**EXERCISE GOAL**:
The answer must be a single number: how many lines of the records below contain "water".
---- SUPPLIED RECORDS
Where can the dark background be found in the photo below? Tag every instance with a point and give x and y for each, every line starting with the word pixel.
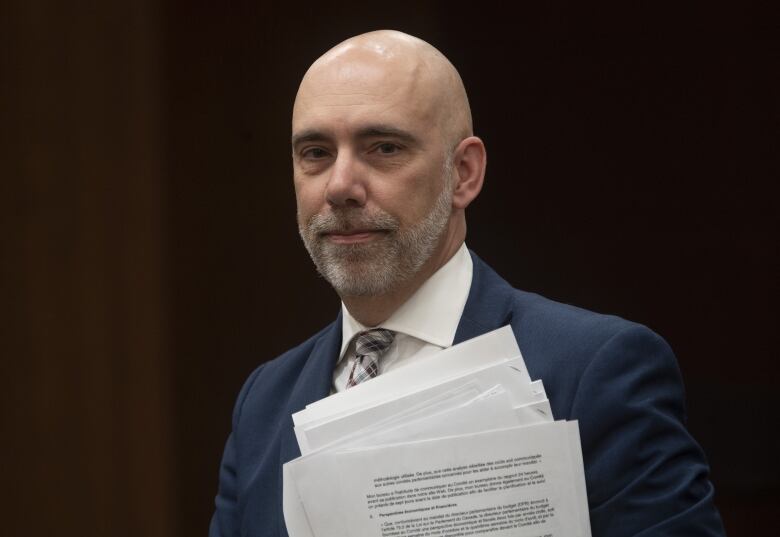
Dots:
pixel 150 258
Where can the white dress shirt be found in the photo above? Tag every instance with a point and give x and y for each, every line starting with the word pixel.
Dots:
pixel 424 324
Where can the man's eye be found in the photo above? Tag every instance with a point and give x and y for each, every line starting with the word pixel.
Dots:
pixel 388 148
pixel 315 153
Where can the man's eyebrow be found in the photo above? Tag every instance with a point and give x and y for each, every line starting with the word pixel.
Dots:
pixel 382 131
pixel 369 131
pixel 309 135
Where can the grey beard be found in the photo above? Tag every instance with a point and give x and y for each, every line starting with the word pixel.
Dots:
pixel 383 264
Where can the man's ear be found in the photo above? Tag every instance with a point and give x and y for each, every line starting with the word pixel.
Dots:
pixel 469 162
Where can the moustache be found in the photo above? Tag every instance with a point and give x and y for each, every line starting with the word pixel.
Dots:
pixel 346 221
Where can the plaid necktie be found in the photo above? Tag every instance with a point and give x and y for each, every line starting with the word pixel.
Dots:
pixel 369 346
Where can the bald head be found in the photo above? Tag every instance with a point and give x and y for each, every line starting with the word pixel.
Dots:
pixel 384 165
pixel 390 65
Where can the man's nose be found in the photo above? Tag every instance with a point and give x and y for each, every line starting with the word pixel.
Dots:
pixel 346 185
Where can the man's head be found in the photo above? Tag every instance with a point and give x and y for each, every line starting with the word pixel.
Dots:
pixel 384 163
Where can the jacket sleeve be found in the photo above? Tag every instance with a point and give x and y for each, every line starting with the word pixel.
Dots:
pixel 645 473
pixel 226 521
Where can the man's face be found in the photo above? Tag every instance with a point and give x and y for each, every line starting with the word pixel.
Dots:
pixel 372 175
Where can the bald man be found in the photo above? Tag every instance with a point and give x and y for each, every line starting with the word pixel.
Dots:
pixel 385 163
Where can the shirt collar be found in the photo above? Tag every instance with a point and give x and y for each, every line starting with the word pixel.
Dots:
pixel 433 312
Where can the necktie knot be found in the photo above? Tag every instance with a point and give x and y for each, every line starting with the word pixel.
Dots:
pixel 369 346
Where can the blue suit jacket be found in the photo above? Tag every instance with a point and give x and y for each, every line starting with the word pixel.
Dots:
pixel 645 474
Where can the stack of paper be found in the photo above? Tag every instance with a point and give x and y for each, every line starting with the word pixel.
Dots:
pixel 461 443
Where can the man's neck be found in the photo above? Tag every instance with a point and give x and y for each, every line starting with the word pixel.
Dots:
pixel 374 310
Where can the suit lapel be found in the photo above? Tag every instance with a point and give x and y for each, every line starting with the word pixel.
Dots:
pixel 313 384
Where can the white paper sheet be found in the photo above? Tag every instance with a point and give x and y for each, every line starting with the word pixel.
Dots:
pixel 504 482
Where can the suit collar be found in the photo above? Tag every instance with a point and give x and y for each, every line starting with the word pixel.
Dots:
pixel 487 306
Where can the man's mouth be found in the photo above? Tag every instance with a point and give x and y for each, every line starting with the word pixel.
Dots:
pixel 353 236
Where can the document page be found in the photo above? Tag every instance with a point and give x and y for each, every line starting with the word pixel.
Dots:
pixel 504 482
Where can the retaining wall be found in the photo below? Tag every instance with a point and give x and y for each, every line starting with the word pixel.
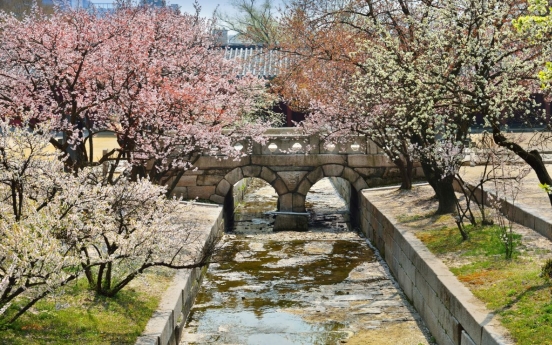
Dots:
pixel 450 311
pixel 166 325
pixel 343 188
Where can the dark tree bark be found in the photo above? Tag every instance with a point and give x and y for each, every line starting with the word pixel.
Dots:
pixel 406 168
pixel 533 158
pixel 444 190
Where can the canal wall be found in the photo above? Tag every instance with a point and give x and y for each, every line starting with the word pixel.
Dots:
pixel 452 313
pixel 343 188
pixel 166 325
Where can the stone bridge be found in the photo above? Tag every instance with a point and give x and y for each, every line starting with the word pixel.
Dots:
pixel 291 163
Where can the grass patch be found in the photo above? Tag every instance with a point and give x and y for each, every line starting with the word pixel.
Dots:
pixel 484 241
pixel 81 317
pixel 512 289
pixel 407 218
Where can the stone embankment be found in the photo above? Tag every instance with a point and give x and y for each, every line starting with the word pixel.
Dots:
pixel 166 324
pixel 323 286
pixel 452 313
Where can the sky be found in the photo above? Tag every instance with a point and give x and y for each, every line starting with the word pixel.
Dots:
pixel 207 6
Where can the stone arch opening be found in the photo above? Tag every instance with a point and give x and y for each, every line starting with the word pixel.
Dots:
pixel 230 184
pixel 347 182
pixel 252 212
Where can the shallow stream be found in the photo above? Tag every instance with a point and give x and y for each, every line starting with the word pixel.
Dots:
pixel 324 286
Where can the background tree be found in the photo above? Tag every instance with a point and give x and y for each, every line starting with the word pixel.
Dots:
pixel 57 225
pixel 33 260
pixel 321 39
pixel 255 22
pixel 433 67
pixel 150 75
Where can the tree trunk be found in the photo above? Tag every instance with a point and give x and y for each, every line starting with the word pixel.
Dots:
pixel 443 188
pixel 446 196
pixel 532 158
pixel 405 168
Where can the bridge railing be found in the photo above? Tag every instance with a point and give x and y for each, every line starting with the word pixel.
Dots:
pixel 282 141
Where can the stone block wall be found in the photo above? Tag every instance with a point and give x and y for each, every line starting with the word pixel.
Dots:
pixel 343 188
pixel 453 315
pixel 166 325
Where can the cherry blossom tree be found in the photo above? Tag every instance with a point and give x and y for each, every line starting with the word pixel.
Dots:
pixel 455 61
pixel 33 259
pixel 150 75
pixel 322 39
pixel 56 226
pixel 423 72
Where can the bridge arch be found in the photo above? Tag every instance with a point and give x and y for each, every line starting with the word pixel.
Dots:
pixel 224 186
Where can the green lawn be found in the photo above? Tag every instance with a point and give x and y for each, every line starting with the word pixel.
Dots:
pixel 512 289
pixel 81 317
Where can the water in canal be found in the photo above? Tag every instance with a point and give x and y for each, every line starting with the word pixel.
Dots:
pixel 324 286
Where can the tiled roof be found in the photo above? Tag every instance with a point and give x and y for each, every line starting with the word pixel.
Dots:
pixel 259 61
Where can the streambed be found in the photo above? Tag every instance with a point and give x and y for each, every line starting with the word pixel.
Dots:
pixel 324 286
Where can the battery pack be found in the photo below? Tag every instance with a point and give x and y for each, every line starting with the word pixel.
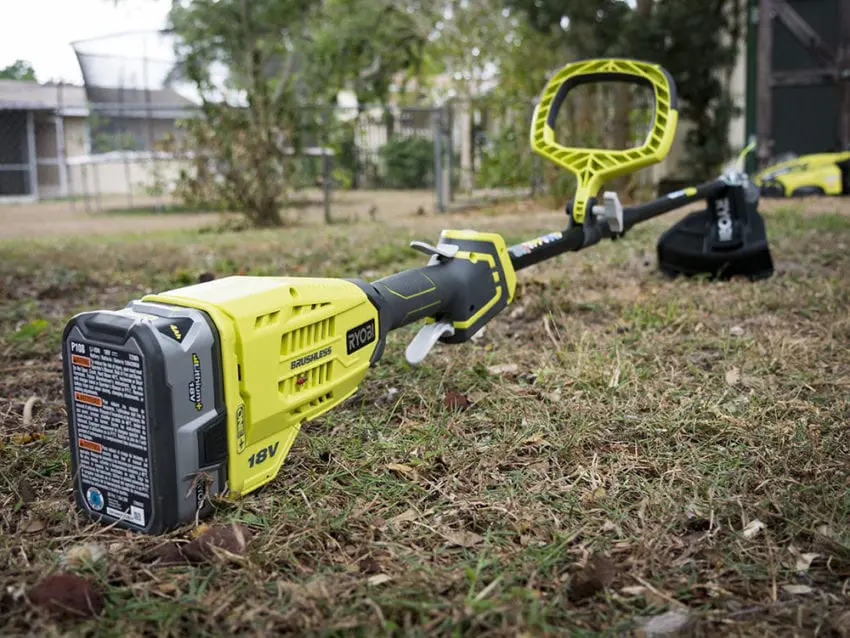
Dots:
pixel 147 423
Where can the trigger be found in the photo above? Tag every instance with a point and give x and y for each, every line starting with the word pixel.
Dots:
pixel 425 339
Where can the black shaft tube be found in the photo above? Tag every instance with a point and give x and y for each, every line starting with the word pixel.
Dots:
pixel 577 238
pixel 633 215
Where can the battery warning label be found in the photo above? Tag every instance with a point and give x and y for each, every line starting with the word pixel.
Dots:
pixel 111 431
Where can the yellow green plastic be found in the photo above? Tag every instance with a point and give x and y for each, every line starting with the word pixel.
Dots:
pixel 593 167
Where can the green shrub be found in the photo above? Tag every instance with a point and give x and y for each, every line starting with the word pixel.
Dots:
pixel 408 162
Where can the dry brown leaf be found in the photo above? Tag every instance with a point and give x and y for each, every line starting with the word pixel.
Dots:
pixel 85 554
pixel 594 495
pixel 25 438
pixel 232 540
pixel 67 595
pixel 752 529
pixel 28 406
pixel 504 368
pixel 463 538
pixel 733 376
pixel 378 579
pixel 166 588
pixel 598 573
pixel 840 624
pixel 34 525
pixel 167 553
pixel 406 515
pixel 804 561
pixel 671 623
pixel 401 468
pixel 534 439
pixel 26 491
pixel 456 401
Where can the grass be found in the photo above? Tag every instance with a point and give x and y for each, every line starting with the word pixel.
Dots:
pixel 649 421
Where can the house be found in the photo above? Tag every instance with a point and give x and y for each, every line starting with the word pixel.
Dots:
pixel 60 140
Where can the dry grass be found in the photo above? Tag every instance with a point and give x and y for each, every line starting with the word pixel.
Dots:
pixel 648 421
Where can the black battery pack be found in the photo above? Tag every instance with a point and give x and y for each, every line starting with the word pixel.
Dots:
pixel 147 428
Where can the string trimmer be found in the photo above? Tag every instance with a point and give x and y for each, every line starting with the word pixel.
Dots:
pixel 200 391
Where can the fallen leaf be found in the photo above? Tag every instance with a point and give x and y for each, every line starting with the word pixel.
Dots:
pixel 804 561
pixel 615 378
pixel 34 525
pixel 199 530
pixel 25 491
pixel 598 573
pixel 369 565
pixel 25 438
pixel 534 439
pixel 456 401
pixel 407 515
pixel 83 555
pixel 67 595
pixel 463 538
pixel 596 494
pixel 230 539
pixel 378 579
pixel 670 623
pixel 504 368
pixel 28 406
pixel 166 554
pixel 401 468
pixel 733 376
pixel 752 529
pixel 840 624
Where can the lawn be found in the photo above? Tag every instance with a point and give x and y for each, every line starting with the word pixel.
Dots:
pixel 616 453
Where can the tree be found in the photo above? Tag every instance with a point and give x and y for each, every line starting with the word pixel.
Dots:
pixel 696 40
pixel 18 70
pixel 261 69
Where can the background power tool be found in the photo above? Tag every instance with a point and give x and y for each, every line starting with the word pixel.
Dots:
pixel 200 392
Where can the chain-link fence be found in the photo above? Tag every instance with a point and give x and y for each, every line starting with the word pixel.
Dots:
pixel 114 143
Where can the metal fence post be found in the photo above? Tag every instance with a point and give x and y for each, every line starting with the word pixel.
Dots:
pixel 326 164
pixel 438 161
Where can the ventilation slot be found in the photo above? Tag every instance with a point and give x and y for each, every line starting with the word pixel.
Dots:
pixel 309 336
pixel 307 308
pixel 267 319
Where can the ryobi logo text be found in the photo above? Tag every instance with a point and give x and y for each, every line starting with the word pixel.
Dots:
pixel 313 356
pixel 360 336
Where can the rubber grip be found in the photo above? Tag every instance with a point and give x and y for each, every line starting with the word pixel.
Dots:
pixel 431 291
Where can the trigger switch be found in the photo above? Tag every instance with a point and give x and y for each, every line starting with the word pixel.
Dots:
pixel 425 339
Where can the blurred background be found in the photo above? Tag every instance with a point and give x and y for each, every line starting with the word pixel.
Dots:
pixel 271 108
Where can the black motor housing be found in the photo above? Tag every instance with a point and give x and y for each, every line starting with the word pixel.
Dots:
pixel 725 240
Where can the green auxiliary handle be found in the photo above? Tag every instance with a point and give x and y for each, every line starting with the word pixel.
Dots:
pixel 593 167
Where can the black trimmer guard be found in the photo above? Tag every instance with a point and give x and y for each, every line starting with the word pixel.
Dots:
pixel 726 240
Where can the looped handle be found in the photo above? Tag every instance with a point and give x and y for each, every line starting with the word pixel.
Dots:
pixel 593 167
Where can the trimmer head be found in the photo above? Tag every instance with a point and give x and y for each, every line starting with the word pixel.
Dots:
pixel 726 240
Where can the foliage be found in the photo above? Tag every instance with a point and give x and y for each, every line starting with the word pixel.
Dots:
pixel 277 55
pixel 693 39
pixel 18 70
pixel 408 162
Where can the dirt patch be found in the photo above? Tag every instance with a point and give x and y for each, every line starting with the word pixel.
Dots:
pixel 617 452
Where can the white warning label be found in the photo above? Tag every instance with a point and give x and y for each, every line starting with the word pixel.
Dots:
pixel 111 430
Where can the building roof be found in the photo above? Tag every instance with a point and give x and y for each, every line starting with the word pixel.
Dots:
pixel 32 96
pixel 77 100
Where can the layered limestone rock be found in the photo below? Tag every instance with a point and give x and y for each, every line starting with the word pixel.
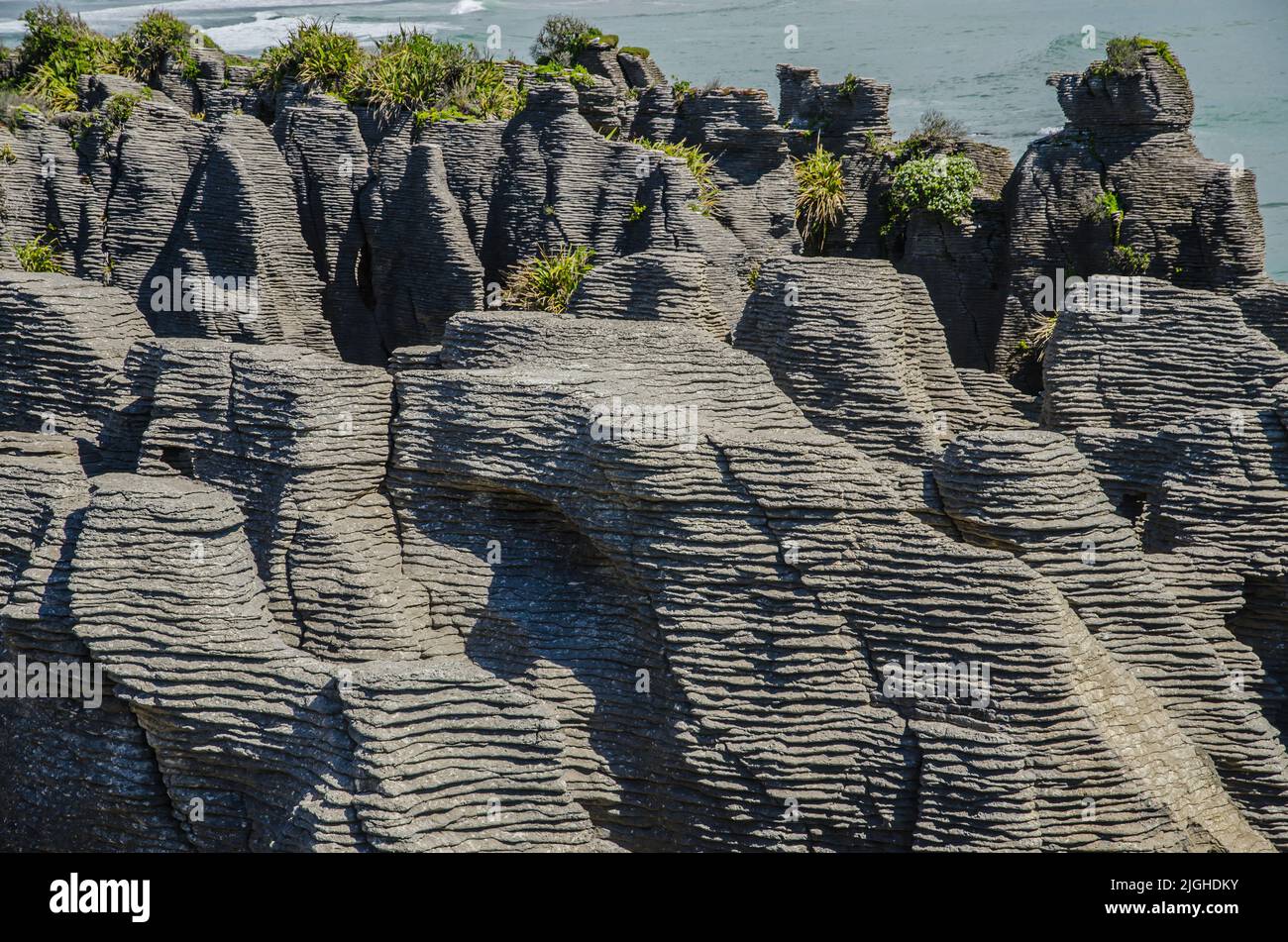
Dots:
pixel 751 164
pixel 415 283
pixel 571 521
pixel 1179 215
pixel 561 183
pixel 63 343
pixel 323 147
pixel 661 284
pixel 78 774
pixel 1154 357
pixel 236 263
pixel 1033 494
pixel 300 442
pixel 256 734
pixel 850 343
pixel 746 550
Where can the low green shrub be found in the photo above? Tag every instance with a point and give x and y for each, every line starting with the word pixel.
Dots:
pixel 39 254
pixel 55 52
pixel 1131 262
pixel 1124 56
pixel 562 40
pixel 142 51
pixel 940 184
pixel 313 52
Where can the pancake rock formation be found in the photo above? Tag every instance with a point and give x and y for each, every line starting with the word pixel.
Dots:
pixel 325 530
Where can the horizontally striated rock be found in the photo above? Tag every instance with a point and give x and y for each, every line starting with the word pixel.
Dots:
pixel 660 284
pixel 472 154
pixel 960 262
pixel 78 774
pixel 155 159
pixel 62 360
pixel 751 164
pixel 562 183
pixel 1033 494
pixel 300 442
pixel 1155 360
pixel 1188 219
pixel 256 734
pixel 838 339
pixel 413 284
pixel 327 156
pixel 237 249
pixel 464 762
pixel 797 520
pixel 677 569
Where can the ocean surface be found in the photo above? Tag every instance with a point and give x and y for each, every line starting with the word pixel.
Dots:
pixel 982 60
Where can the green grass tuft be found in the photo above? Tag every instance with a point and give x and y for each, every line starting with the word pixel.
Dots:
pixel 548 280
pixel 819 194
pixel 56 51
pixel 142 51
pixel 1131 262
pixel 699 164
pixel 313 52
pixel 1124 56
pixel 562 40
pixel 39 254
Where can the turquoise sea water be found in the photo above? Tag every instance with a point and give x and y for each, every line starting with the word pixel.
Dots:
pixel 982 60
--------
**EXERCISE SOLUTION**:
2